Copy every record exactly, and keep the pictures out.
'''
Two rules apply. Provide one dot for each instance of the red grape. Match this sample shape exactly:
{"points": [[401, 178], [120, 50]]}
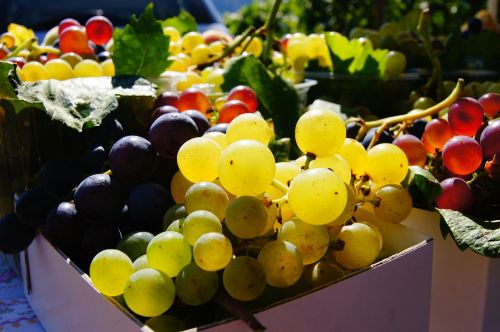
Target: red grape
{"points": [[462, 155], [437, 132], [413, 148], [99, 29], [230, 110], [74, 39], [246, 95], [456, 195], [465, 116], [490, 138], [194, 99], [490, 103]]}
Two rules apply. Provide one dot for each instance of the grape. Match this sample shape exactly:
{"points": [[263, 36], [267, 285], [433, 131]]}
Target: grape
{"points": [[413, 148], [311, 240], [387, 164], [170, 131], [285, 172], [490, 139], [437, 133], [245, 95], [462, 155], [149, 292], [490, 103], [198, 223], [132, 160], [73, 39], [317, 196], [198, 159], [456, 195], [193, 99], [321, 132], [336, 163], [58, 69], [465, 116], [361, 246], [147, 204], [282, 263], [99, 30], [244, 278], [394, 203], [246, 167], [230, 110], [169, 252], [195, 286], [206, 196], [212, 251], [248, 126], [87, 68], [246, 217], [15, 236], [110, 270], [201, 121], [355, 154]]}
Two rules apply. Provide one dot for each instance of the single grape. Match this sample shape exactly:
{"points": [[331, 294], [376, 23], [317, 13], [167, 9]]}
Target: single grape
{"points": [[195, 286], [462, 155], [110, 271], [244, 278]]}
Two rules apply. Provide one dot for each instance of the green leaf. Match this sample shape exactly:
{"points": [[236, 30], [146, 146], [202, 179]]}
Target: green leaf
{"points": [[140, 48], [482, 237], [184, 22], [278, 99]]}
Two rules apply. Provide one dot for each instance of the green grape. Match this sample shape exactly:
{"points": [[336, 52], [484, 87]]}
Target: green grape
{"points": [[198, 159], [217, 137], [169, 252], [212, 251], [361, 246], [207, 196], [248, 126], [59, 69], [141, 263], [87, 68], [317, 196], [246, 167], [386, 164], [321, 132], [285, 172], [311, 240], [195, 286], [394, 203], [336, 163], [282, 263], [149, 292], [246, 217], [110, 270], [34, 71], [355, 154], [198, 223], [244, 278]]}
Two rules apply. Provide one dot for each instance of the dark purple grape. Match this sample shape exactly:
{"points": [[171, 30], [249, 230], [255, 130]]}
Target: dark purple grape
{"points": [[132, 160], [201, 121], [170, 131], [15, 236]]}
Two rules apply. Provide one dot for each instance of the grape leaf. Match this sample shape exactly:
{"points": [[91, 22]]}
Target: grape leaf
{"points": [[184, 22], [141, 48], [482, 237]]}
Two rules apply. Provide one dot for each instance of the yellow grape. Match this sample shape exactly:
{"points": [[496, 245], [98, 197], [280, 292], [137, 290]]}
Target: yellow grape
{"points": [[198, 159]]}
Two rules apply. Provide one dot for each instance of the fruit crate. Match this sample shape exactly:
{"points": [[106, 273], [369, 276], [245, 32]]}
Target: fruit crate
{"points": [[465, 289], [391, 295]]}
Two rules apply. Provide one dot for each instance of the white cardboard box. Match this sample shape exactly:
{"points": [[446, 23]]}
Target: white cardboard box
{"points": [[391, 295], [465, 285]]}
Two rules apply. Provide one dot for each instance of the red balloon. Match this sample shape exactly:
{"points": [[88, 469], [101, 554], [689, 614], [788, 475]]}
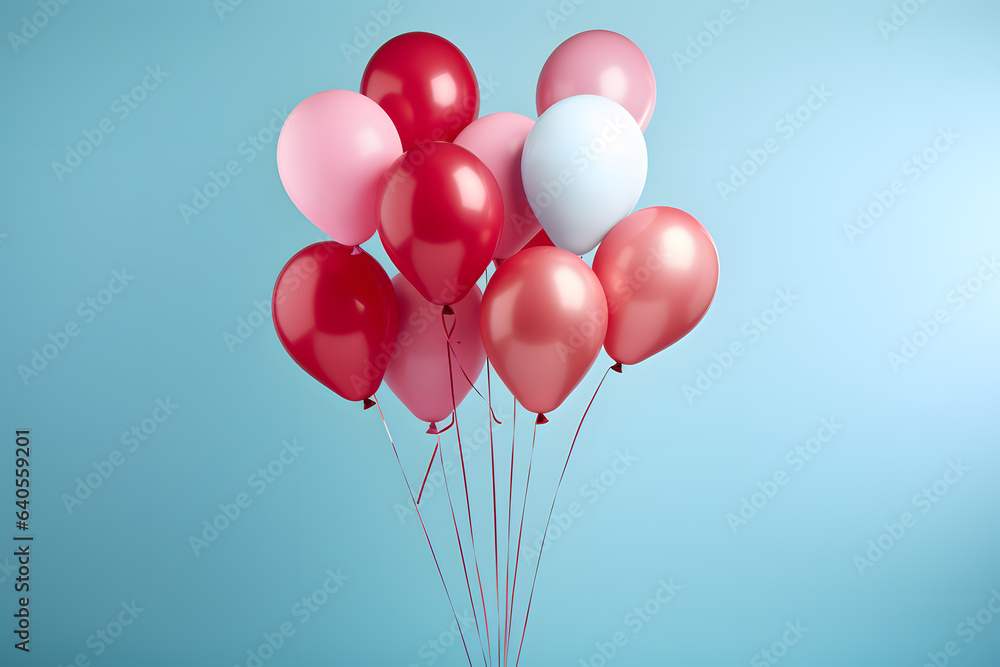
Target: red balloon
{"points": [[544, 318], [440, 217], [418, 375], [539, 240], [425, 84], [335, 313], [660, 269]]}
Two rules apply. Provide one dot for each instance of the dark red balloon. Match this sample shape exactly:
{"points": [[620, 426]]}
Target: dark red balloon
{"points": [[425, 85], [335, 313], [440, 216]]}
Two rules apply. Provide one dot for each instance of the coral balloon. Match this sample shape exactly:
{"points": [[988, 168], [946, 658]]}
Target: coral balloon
{"points": [[425, 84], [418, 373], [440, 216], [498, 140], [332, 152], [599, 62], [659, 268], [335, 313], [584, 167], [544, 318]]}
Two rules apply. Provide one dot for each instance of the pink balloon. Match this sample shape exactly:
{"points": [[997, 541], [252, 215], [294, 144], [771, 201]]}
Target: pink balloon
{"points": [[332, 152], [418, 373], [498, 140], [543, 321], [599, 62], [659, 268]]}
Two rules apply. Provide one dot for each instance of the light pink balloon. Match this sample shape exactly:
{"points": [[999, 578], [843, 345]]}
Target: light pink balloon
{"points": [[498, 141], [418, 375], [332, 152], [660, 269], [599, 62], [543, 321]]}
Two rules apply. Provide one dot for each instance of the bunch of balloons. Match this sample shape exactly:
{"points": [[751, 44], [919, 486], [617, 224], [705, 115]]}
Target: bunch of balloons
{"points": [[451, 193]]}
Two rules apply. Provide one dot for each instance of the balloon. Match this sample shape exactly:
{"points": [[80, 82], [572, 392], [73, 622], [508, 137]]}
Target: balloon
{"points": [[418, 375], [498, 140], [543, 320], [425, 84], [440, 216], [659, 268], [332, 152], [584, 167], [599, 62], [540, 239], [335, 313]]}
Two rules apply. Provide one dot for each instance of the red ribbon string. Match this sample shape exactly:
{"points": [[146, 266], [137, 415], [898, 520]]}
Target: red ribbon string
{"points": [[618, 369], [461, 551], [465, 485], [510, 499], [520, 530], [428, 473], [426, 534], [493, 471]]}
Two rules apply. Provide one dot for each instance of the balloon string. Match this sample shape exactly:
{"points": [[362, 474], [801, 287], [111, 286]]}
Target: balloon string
{"points": [[617, 368], [447, 333], [461, 551], [496, 539], [510, 499], [520, 531], [465, 485], [426, 534], [428, 473]]}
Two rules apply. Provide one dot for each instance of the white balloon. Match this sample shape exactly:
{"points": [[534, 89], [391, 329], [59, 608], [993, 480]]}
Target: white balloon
{"points": [[583, 168]]}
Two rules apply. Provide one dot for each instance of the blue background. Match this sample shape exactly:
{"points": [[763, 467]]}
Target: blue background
{"points": [[341, 503]]}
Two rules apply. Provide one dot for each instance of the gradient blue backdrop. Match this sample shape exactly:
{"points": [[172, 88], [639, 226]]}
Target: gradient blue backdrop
{"points": [[340, 505]]}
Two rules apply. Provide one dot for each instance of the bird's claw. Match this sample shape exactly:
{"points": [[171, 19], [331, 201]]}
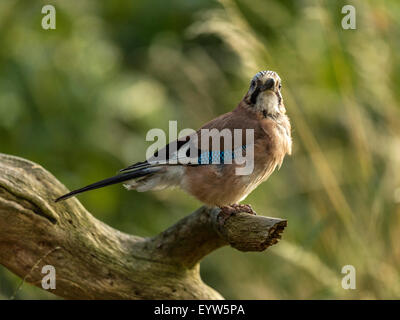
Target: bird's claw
{"points": [[229, 211]]}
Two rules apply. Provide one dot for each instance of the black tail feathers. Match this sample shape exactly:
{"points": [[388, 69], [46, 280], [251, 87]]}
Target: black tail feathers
{"points": [[109, 181]]}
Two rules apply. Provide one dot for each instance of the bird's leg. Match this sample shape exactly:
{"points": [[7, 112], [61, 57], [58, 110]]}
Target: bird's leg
{"points": [[228, 211], [243, 208], [225, 213]]}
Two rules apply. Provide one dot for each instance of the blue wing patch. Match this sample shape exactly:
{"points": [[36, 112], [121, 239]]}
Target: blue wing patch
{"points": [[219, 157]]}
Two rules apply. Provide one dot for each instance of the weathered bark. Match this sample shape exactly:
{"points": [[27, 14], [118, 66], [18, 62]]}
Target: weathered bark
{"points": [[95, 261]]}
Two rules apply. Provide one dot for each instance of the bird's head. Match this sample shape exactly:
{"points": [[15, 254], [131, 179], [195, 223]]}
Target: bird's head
{"points": [[264, 94]]}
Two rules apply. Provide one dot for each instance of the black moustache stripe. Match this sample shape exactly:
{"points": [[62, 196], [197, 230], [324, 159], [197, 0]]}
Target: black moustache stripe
'''
Complete output:
Two rules apply. Provide one dot for each instance of the red grape. Match this sample shape exactly:
{"points": [[401, 178], [120, 50]]}
Target: red grape
{"points": [[462, 155], [437, 132], [413, 148], [99, 29], [230, 110], [74, 39], [246, 95], [456, 195], [465, 116], [490, 138], [194, 99], [490, 103]]}
Two rules apply. Provide one dot for each instance of the grape. Match this sample shape exactly:
{"points": [[263, 36], [267, 285], [433, 131]]}
Target: grape
{"points": [[413, 148], [311, 240], [387, 164], [170, 131], [285, 172], [490, 139], [437, 133], [245, 95], [462, 155], [149, 292], [490, 103], [198, 223], [132, 160], [73, 39], [317, 196], [198, 159], [456, 195], [193, 99], [321, 132], [336, 163], [58, 69], [465, 116], [361, 246], [147, 204], [282, 263], [99, 30], [244, 278], [394, 203], [246, 167], [230, 110], [169, 252], [195, 286], [206, 196], [212, 251], [248, 126], [87, 68], [246, 217], [15, 236], [110, 270], [201, 121], [355, 154]]}
Two rules apply. Provide one dot for each instance of the single grape. Match this sample shape exactly:
{"points": [[331, 294], [376, 23], [317, 13], [167, 9]]}
Target: single grape
{"points": [[195, 286], [462, 155], [110, 271], [244, 278]]}
Two rules apply. Provide one dot for each instance of the green leaf. Match this sample shape exactly:
{"points": [[236, 30], [146, 146], [202, 179]]}
Target: green leaf
{"points": [[140, 48], [482, 237], [184, 22], [278, 99]]}
Two rules apply. Provide one dot for each instance of the green grape. Match this sample shape exactly:
{"points": [[336, 52], [484, 87]]}
Target: green grape
{"points": [[198, 159], [217, 137], [169, 252], [212, 251], [361, 246], [207, 196], [248, 126], [59, 69], [141, 263], [87, 68], [317, 196], [246, 167], [386, 164], [321, 132], [285, 172], [311, 240], [195, 286], [394, 203], [336, 163], [282, 263], [149, 292], [246, 217], [110, 270], [34, 71], [355, 154], [198, 223], [244, 278]]}
Two rules apply. Provide one dot for each instance of the dark purple grape. Match this sample shape exactly:
{"points": [[171, 30], [249, 230], [255, 130]]}
Target: dark purple grape
{"points": [[132, 160], [201, 121], [170, 131], [15, 236]]}
Two rules apply. Provide one dot for each instance of the grape leaf. Match this sample shape exactly:
{"points": [[91, 22]]}
Target: grape leaf
{"points": [[184, 22], [141, 48], [482, 237]]}
Two rules apply. Provide one dot for each instance of the yellow grape. Match this sample shape exactly:
{"points": [[496, 245], [98, 197], [280, 292], [137, 290]]}
Target: yellow grape
{"points": [[198, 159]]}
Two rules apply. Provide one dot for each instance of the fruit crate. Match this sample shape exactly:
{"points": [[106, 273], [369, 276], [245, 32]]}
Target: fruit crate
{"points": [[465, 289], [391, 295]]}
Two rules apply. Provide one dot for each instance of the white cardboard box. Match this sample shape exactly:
{"points": [[446, 23]]}
Target: white cardboard box
{"points": [[391, 295], [465, 285]]}
Two rules apply. Provide one dot for each instance of the red balloon. Match this sample shape exactly:
{"points": [[88, 469], [101, 554], [689, 614], [788, 475]]}
Target: red balloon
{"points": [[544, 318], [440, 217], [418, 375], [539, 240], [425, 84], [335, 313], [660, 269]]}
Two rules apply. Provide one dot for each instance of the dark red balloon. Match this sample shape exactly:
{"points": [[620, 426]]}
Target: dark red balloon
{"points": [[425, 85], [335, 313], [440, 216]]}
Two rules apply. Provide one dot for each instance of the coral balloon. Match this sample shape exactly:
{"points": [[988, 168], [946, 658]]}
Target: coral balloon
{"points": [[425, 84], [418, 373], [440, 216], [498, 140], [332, 152], [599, 62], [659, 268], [335, 313], [584, 167], [544, 318]]}
Two rules apply. Provide one dot for each instance of the pink balloon. Match this sample shape exactly:
{"points": [[997, 541], [252, 215], [294, 144], [771, 201]]}
Target: pink balloon
{"points": [[332, 152], [418, 373], [498, 140], [543, 321], [599, 62], [659, 268]]}
Two rules apply. Provide one dot for each instance of the light pink balloon. Match this sample shape exactly:
{"points": [[999, 578], [843, 345]]}
Target: light pink balloon
{"points": [[498, 141], [418, 375], [332, 152], [660, 269], [599, 62], [543, 321]]}
Two rules apply. Provide one dot for each instance of the bunch of balloons. Match this sample shape exactly:
{"points": [[751, 44], [919, 486], [617, 224], [705, 115]]}
Target: bunch of balloons
{"points": [[451, 193]]}
Two rules apply. Provide one dot for each instance of the balloon. Match this sample shape exactly:
{"points": [[80, 82], [572, 392], [73, 622], [508, 137]]}
Target: balloon
{"points": [[418, 375], [498, 140], [543, 320], [425, 84], [440, 216], [659, 268], [332, 152], [584, 167], [599, 62], [540, 239], [335, 313]]}
Two rules apply. Provide one dot for each instance of the red ribbon string. Match this sample shape exactly:
{"points": [[146, 266], [137, 415], [898, 520]]}
Target: red ribbon string
{"points": [[618, 369], [461, 551], [465, 485], [510, 499], [520, 530], [428, 473], [426, 534], [493, 471]]}
Two rules apply. Provide one dot for each instance of the balloon string. Match this sample shape exactly:
{"points": [[362, 474], [801, 287], [111, 286]]}
Target: balloon string
{"points": [[617, 368], [447, 333], [461, 551], [496, 539], [510, 499], [520, 531], [465, 485], [426, 534], [428, 473]]}
Two rules apply. Provide one dot for each instance of the white balloon. Match this sample shape exactly:
{"points": [[534, 89], [391, 329], [59, 608], [993, 480]]}
Target: white balloon
{"points": [[583, 168]]}
Two rules apply. Provide one dot for each instance of the blue background. Match this sample shape exactly:
{"points": [[763, 467]]}
Target: blue background
{"points": [[341, 503]]}
Two rules apply. Provide one dot for each instance of the gradient blue backdrop. Match this sample shape exactly:
{"points": [[172, 88], [639, 226]]}
Target: gradient blue backdrop
{"points": [[340, 505]]}
Two rules apply. Provide one dot for each instance of the bird's claw. Match this sample shape exactly:
{"points": [[171, 19], [331, 201]]}
Target: bird's claw
{"points": [[229, 211]]}
Two rules apply. Provide one dot for each instance of the black tail feathers. Match this sample shape exactly:
{"points": [[388, 69], [46, 280], [251, 87]]}
Target: black tail feathers
{"points": [[109, 181]]}
Two rules apply. Provide one dot for each instance of the bird's leg. Match this sample shape exactly:
{"points": [[7, 112], [61, 57], [58, 110]]}
Target: bird's leg
{"points": [[228, 211], [243, 208], [225, 213]]}
Two rules apply. Provide one dot for each instance of the blue wing patch. Match this sample shape exactly:
{"points": [[36, 112], [121, 239]]}
Target: blue wing patch
{"points": [[219, 157]]}
Two rules apply. Provide one dot for each instance of the weathered bark. Match this sample shape exactly:
{"points": [[27, 14], [118, 66], [18, 62]]}
Target: weathered bark
{"points": [[95, 261]]}
Two rules apply. Provide one dot for each instance of the bird's head. Match this sample shape exactly:
{"points": [[15, 254], [131, 179], [195, 223]]}
Target: bird's head
{"points": [[264, 94]]}
Two rules apply. Provide one dot for each instance of the black moustache stripe. Match this sample shape exactly:
{"points": [[62, 196], [197, 230], [324, 159], [197, 0]]}
Target: black moustache stripe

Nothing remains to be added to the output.